-- begin --

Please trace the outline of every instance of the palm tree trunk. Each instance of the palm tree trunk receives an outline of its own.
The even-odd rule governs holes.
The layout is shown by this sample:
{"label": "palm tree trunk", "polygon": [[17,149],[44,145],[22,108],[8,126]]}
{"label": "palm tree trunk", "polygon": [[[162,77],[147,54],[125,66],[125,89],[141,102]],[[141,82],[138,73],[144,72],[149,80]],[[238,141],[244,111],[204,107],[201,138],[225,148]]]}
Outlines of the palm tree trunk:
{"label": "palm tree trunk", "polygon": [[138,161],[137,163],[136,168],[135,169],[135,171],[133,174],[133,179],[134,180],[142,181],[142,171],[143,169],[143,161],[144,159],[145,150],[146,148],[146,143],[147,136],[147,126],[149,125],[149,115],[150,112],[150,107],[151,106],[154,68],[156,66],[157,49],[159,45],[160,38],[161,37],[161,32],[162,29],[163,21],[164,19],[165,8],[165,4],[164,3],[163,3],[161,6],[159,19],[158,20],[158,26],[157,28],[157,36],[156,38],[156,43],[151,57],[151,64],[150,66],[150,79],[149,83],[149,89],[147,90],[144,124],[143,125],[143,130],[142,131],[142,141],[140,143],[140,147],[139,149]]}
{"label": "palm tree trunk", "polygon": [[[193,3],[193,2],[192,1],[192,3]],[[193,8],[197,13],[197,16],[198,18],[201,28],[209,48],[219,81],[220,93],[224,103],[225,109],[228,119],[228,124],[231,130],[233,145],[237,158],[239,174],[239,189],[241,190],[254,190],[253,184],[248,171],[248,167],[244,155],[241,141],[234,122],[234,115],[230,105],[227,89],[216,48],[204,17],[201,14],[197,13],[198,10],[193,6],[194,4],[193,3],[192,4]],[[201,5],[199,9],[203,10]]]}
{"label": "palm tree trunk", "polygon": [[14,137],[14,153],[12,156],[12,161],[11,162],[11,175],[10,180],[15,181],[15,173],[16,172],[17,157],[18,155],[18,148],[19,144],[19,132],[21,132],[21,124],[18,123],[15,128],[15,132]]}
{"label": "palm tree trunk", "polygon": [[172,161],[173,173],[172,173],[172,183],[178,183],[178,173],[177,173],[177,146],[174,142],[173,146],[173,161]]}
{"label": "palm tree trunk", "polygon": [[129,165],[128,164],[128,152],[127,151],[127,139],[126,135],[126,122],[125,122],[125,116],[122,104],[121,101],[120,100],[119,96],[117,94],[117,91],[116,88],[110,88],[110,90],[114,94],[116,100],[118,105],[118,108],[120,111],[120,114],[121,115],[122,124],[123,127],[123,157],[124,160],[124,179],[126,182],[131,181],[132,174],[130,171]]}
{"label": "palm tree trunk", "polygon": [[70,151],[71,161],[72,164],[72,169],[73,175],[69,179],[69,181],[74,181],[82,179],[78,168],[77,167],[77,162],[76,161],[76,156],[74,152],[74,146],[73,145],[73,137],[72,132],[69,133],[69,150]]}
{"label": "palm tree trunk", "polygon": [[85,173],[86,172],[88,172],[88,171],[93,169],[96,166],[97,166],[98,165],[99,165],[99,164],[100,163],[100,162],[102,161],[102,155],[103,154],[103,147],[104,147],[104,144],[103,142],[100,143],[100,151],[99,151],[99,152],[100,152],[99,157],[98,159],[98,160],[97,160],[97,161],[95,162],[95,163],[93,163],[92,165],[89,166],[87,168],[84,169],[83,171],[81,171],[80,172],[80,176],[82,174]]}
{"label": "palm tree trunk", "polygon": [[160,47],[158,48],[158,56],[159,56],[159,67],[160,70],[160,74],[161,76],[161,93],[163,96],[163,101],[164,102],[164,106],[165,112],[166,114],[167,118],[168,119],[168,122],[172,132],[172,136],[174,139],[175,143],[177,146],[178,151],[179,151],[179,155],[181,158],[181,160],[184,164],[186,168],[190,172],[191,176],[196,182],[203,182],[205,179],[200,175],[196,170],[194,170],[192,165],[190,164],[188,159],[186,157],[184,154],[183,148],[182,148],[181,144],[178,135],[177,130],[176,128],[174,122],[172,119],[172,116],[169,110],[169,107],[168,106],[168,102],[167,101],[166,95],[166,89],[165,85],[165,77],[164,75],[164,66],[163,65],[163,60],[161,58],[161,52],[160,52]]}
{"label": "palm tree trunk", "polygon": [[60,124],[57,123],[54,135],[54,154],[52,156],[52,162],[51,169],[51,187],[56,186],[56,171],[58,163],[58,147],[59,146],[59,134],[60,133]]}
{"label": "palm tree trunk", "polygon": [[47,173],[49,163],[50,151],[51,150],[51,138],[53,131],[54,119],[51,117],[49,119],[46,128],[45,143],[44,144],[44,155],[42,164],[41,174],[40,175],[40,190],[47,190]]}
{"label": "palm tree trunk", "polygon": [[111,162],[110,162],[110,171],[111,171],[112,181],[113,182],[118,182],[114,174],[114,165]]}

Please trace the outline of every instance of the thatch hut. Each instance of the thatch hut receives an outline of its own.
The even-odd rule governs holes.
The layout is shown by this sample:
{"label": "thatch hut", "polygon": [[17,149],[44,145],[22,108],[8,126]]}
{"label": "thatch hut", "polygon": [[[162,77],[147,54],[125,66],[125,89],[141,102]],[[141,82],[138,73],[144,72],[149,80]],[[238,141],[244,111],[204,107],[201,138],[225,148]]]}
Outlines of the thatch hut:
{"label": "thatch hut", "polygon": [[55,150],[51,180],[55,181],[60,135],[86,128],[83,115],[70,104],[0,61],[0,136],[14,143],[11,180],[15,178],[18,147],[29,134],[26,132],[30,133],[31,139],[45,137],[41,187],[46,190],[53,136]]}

-- end --

What to do = Render all of the material above as a numbered list, one line per item, and omit any blank lines.

Exercise solution =
1. Please trace the outline of every instance of the palm tree trunk. Each instance of the palm tree trunk receives an outline of its own.
2. The even-odd rule governs holes.
3. The layout is shown by this sample:
4. {"label": "palm tree trunk", "polygon": [[17,149],[44,145],[22,108],[8,126]]}
5. {"label": "palm tree trunk", "polygon": [[[162,77],[147,54],[125,66],[125,89],[141,102]],[[141,82],[138,73],[144,72],[149,80]],[[238,141],[244,111],[204,107],[201,138],[225,148]]]}
6. Outlines of the palm tree trunk:
7. {"label": "palm tree trunk", "polygon": [[138,161],[137,163],[136,168],[135,169],[135,171],[133,174],[133,179],[134,180],[142,181],[142,171],[143,169],[143,161],[144,159],[145,150],[146,148],[146,143],[147,136],[147,126],[149,125],[149,115],[150,112],[150,107],[151,106],[154,68],[156,66],[157,49],[159,45],[160,38],[161,37],[161,32],[162,29],[163,21],[164,19],[165,8],[165,4],[164,3],[163,3],[161,6],[159,19],[158,20],[158,26],[157,28],[157,36],[156,38],[156,43],[151,57],[151,64],[150,66],[150,79],[149,83],[149,89],[147,90],[144,124],[143,125],[143,130],[142,131],[142,141],[140,143],[140,147],[139,149]]}
8. {"label": "palm tree trunk", "polygon": [[[193,3],[193,2],[192,1],[192,3]],[[193,8],[197,13],[197,16],[198,18],[201,28],[209,48],[219,81],[220,93],[224,103],[225,109],[228,119],[228,124],[231,130],[233,145],[237,158],[239,174],[239,189],[241,190],[254,190],[253,184],[248,171],[248,167],[244,155],[241,141],[234,122],[234,115],[230,105],[227,89],[216,48],[204,17],[201,14],[197,13],[198,10],[193,6],[194,4],[193,3],[192,4]],[[201,5],[199,9],[203,10]]]}
9. {"label": "palm tree trunk", "polygon": [[14,137],[14,153],[12,156],[12,161],[11,162],[11,175],[10,180],[15,181],[15,173],[16,172],[17,157],[18,155],[18,148],[19,144],[19,132],[21,132],[21,124],[18,123],[15,128],[15,132]]}
10. {"label": "palm tree trunk", "polygon": [[172,161],[173,173],[172,173],[172,183],[178,183],[178,173],[177,173],[177,146],[174,142],[173,146],[173,161]]}
11. {"label": "palm tree trunk", "polygon": [[129,165],[128,164],[128,152],[127,151],[127,139],[126,135],[126,122],[125,122],[125,116],[122,104],[121,101],[120,100],[119,96],[117,94],[117,91],[116,88],[110,88],[110,90],[114,94],[116,100],[118,105],[118,108],[120,111],[120,114],[121,115],[122,124],[123,127],[123,157],[124,160],[124,179],[126,182],[131,181],[132,174],[130,171]]}
12. {"label": "palm tree trunk", "polygon": [[70,151],[71,161],[72,164],[72,169],[73,175],[69,179],[69,181],[74,181],[82,179],[78,168],[77,167],[77,162],[76,161],[76,156],[74,152],[74,146],[73,145],[73,137],[72,132],[69,133],[69,150]]}
13. {"label": "palm tree trunk", "polygon": [[85,173],[86,172],[88,172],[88,171],[93,169],[96,166],[97,166],[98,165],[99,165],[99,164],[100,163],[100,162],[102,161],[102,155],[103,154],[103,147],[104,147],[104,144],[103,142],[100,143],[100,151],[99,151],[99,152],[100,152],[99,157],[98,159],[98,160],[97,160],[97,161],[95,162],[95,163],[93,163],[92,165],[89,166],[87,168],[84,169],[83,171],[81,171],[80,172],[80,176],[82,174]]}
14. {"label": "palm tree trunk", "polygon": [[160,47],[158,48],[158,56],[159,56],[159,67],[160,70],[160,74],[161,76],[161,93],[163,96],[163,101],[164,102],[164,106],[165,112],[166,114],[167,118],[168,119],[168,122],[172,132],[172,136],[174,139],[175,143],[177,146],[178,151],[179,151],[179,155],[181,158],[181,160],[184,164],[186,168],[190,172],[191,176],[196,182],[203,182],[205,179],[200,175],[196,170],[194,170],[192,165],[190,164],[188,159],[186,157],[184,154],[183,148],[182,148],[181,144],[178,135],[177,130],[176,128],[174,122],[172,119],[172,116],[169,110],[169,107],[168,106],[168,102],[167,101],[166,95],[166,89],[165,85],[165,77],[164,75],[164,66],[163,65],[163,60],[161,58],[161,52],[160,52]]}
15. {"label": "palm tree trunk", "polygon": [[60,124],[57,123],[54,135],[54,154],[52,156],[52,162],[51,169],[51,187],[56,186],[56,171],[58,163],[58,147],[59,146],[59,134],[60,133]]}
16. {"label": "palm tree trunk", "polygon": [[47,173],[49,163],[50,151],[51,150],[51,138],[53,131],[54,119],[51,117],[49,119],[46,128],[45,143],[44,144],[44,155],[42,164],[41,174],[40,175],[40,190],[47,190]]}
17. {"label": "palm tree trunk", "polygon": [[111,162],[110,162],[110,171],[111,171],[112,181],[113,182],[118,182],[114,174],[114,165]]}
18. Please trace the outline of every instance of the thatch hut. Each instance of the thatch hut receives an outline of its own.
19. The even-odd rule governs holes.
20. The layout is shown by this sample:
21. {"label": "thatch hut", "polygon": [[17,149],[44,145],[22,108],[8,126]]}
22. {"label": "thatch hut", "polygon": [[[162,77],[147,54],[125,66],[125,89],[141,102]],[[141,82],[138,73],[144,72],[149,80]],[[238,141],[244,111],[204,107],[201,138],[225,148]]]}
23. Outlines of the thatch hut:
24. {"label": "thatch hut", "polygon": [[55,150],[51,180],[55,181],[60,135],[86,128],[83,115],[70,104],[0,61],[0,136],[14,143],[11,180],[15,178],[18,147],[29,134],[26,132],[30,133],[31,139],[45,137],[41,187],[46,190],[53,136]]}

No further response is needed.